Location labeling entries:
((
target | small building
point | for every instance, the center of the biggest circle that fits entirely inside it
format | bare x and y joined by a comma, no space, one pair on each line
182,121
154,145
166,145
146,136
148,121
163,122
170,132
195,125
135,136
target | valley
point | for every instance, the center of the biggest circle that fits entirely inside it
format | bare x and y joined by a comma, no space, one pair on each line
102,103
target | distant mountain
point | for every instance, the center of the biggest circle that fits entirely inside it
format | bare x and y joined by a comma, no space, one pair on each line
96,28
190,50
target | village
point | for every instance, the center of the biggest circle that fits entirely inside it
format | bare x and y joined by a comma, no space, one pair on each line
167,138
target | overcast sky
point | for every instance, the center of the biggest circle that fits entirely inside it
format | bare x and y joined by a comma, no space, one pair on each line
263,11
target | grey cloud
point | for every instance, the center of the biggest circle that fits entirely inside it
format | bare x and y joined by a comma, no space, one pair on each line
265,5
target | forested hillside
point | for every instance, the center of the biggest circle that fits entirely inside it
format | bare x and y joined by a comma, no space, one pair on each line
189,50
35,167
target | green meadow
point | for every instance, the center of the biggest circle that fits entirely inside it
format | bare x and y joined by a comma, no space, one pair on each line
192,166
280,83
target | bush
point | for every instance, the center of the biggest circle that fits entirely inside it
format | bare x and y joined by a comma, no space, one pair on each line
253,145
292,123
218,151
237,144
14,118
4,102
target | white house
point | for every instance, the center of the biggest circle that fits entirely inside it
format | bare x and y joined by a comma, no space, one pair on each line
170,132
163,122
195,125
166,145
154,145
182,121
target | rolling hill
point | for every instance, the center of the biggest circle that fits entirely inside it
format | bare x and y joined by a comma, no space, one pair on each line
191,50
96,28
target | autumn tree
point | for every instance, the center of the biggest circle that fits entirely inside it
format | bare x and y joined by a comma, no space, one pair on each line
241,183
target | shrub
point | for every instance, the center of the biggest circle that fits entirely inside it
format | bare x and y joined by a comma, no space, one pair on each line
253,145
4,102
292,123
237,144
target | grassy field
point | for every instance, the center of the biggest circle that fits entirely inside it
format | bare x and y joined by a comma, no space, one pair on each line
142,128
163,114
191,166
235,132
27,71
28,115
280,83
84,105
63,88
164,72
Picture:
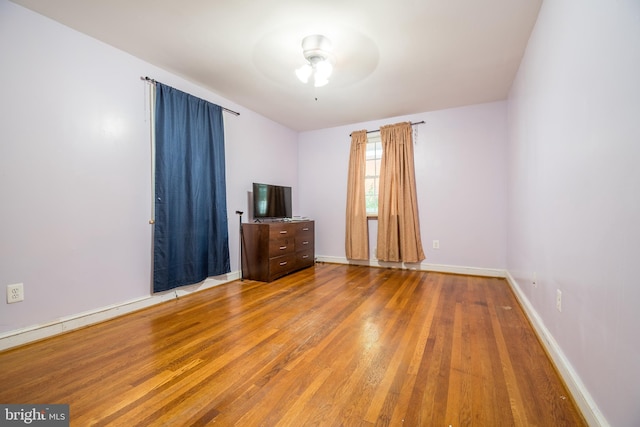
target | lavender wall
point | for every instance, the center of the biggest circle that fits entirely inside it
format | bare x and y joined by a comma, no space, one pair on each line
460,178
75,184
574,195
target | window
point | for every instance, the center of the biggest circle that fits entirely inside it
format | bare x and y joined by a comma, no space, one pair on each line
372,172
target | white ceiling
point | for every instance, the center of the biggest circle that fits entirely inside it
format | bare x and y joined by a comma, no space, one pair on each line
392,58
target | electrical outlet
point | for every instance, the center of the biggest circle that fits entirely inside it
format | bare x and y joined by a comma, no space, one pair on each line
15,293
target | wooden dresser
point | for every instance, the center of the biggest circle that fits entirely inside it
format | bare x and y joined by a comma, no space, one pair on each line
273,249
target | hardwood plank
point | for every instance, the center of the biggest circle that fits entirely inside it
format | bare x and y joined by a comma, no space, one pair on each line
329,345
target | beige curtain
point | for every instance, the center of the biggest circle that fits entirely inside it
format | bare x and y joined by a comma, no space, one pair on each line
357,234
398,226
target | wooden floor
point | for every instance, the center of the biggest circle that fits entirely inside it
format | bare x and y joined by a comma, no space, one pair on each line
331,345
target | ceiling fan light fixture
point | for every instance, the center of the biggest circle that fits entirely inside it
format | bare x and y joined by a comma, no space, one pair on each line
317,51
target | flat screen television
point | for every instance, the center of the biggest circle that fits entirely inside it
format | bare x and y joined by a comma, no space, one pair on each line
271,201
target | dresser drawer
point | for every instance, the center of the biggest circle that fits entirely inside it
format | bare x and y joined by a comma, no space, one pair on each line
281,230
281,265
282,246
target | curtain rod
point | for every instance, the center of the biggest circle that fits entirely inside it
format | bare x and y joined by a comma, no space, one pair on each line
412,124
152,81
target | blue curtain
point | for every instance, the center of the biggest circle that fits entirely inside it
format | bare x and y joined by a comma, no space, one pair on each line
191,239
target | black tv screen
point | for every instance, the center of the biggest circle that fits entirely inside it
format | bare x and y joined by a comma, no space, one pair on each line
271,201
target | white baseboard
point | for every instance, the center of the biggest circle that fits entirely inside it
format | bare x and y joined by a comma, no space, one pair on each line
69,323
583,398
422,266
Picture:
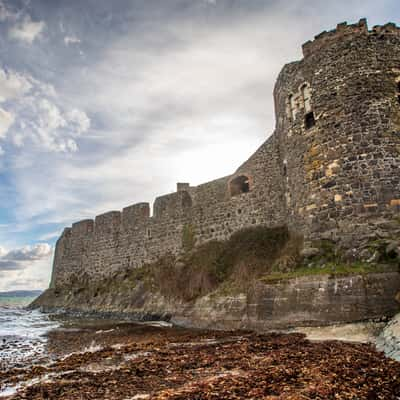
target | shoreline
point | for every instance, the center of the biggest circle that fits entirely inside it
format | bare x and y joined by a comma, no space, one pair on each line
123,360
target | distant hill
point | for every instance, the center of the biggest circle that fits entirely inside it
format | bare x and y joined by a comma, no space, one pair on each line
21,293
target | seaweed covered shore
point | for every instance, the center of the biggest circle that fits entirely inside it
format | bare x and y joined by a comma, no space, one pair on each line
144,362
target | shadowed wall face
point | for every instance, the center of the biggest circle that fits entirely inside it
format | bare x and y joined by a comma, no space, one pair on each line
341,138
329,171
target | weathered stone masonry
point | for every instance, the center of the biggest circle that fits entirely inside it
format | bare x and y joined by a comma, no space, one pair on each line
330,170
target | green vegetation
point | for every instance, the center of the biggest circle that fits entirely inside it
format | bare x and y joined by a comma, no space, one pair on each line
188,237
331,269
258,254
224,265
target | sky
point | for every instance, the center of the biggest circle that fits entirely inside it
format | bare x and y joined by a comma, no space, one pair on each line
104,104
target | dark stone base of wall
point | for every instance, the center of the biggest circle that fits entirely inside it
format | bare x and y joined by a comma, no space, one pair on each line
304,301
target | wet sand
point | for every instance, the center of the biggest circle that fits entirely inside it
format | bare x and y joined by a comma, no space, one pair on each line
107,360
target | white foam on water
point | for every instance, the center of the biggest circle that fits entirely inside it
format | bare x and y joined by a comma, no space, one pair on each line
22,334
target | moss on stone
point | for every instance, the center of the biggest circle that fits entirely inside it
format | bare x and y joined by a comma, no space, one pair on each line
188,237
331,269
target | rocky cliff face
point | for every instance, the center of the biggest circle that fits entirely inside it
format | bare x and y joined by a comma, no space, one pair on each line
313,300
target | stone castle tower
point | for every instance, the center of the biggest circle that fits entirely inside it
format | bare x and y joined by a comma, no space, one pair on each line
331,169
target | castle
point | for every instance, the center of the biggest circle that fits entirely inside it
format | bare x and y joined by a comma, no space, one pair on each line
330,170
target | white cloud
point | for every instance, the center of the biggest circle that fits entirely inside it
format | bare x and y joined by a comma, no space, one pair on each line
13,85
79,120
6,14
26,30
71,40
6,120
37,114
28,253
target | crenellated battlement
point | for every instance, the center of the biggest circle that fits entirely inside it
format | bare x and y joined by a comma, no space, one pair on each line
135,216
329,171
107,223
344,31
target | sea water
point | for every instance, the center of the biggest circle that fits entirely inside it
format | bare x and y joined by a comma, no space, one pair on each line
22,332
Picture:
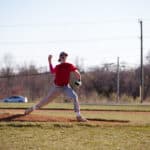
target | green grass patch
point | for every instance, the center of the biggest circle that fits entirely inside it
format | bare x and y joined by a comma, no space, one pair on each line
68,136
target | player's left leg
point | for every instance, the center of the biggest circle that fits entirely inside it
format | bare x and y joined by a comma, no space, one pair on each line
73,95
54,92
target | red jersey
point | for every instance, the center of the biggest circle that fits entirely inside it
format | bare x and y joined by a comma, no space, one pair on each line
62,73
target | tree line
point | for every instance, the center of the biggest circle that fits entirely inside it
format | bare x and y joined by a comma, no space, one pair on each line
102,81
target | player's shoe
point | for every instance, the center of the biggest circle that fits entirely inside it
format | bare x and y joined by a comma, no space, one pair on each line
81,119
29,110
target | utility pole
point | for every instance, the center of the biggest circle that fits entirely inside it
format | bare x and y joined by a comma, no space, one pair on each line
141,69
118,80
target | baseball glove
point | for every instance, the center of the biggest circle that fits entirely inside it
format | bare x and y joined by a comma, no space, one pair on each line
78,82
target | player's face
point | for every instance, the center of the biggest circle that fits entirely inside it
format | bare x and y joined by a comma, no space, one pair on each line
63,58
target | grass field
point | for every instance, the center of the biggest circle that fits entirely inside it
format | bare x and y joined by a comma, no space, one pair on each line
103,135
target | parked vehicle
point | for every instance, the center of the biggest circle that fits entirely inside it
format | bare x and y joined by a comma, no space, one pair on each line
16,99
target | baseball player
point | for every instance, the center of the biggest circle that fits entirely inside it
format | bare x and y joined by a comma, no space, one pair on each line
61,74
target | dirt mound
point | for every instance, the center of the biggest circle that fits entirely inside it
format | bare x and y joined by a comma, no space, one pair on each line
33,118
41,118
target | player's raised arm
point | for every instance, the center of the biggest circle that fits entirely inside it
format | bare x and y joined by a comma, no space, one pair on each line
52,70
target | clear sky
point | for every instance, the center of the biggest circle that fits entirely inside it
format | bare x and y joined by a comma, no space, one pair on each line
93,31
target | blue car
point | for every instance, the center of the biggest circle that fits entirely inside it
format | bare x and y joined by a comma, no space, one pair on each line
15,99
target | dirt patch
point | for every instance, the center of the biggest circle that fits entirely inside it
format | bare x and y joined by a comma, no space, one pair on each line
41,118
33,118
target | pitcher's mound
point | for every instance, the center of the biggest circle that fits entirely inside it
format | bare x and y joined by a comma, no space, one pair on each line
42,118
33,118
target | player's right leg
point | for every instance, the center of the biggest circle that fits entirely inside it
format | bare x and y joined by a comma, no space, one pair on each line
54,92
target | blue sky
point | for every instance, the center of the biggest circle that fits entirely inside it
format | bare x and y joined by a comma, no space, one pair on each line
93,31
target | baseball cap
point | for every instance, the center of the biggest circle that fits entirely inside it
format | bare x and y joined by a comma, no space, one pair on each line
62,54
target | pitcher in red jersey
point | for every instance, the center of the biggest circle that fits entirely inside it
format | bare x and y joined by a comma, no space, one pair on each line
61,73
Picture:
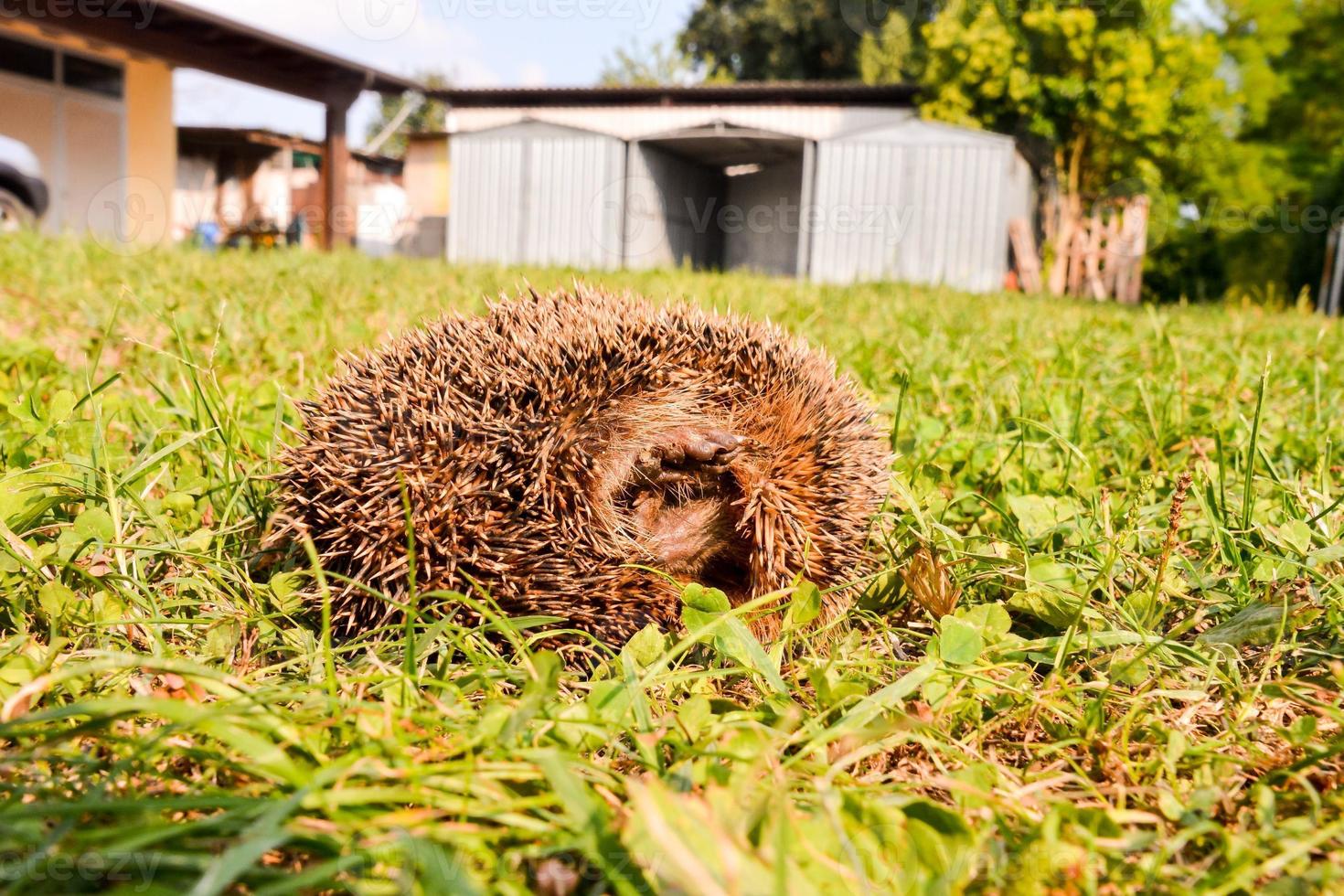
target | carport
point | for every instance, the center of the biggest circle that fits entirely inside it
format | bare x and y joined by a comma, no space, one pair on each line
))
TASK STATEMENT |
Could you rename "carport" to "garage" in the entries from the line with "target | baseball cap" up to and including the last line, writing those lines again with everything else unchanged and leaving the pictures out?

WRITTEN SOLUTION |
target | baseball cap
point | for every instance, the center of the biggest circle that fits entirely inside it
format | bare x and y joined by a comma, no space, one pair on each line
62,54
target | pitcher in red jersey
point | for every instance, the center of the biggest circle that fits entirely inside it
format | bare x and y joined by a comma, no space, one pair on each line
61,73
Picture:
target | garage
point | for every instance, the center of the biggest circle that fits entirely inside it
format | bare x and y joined by a comma, no space, one pair on each line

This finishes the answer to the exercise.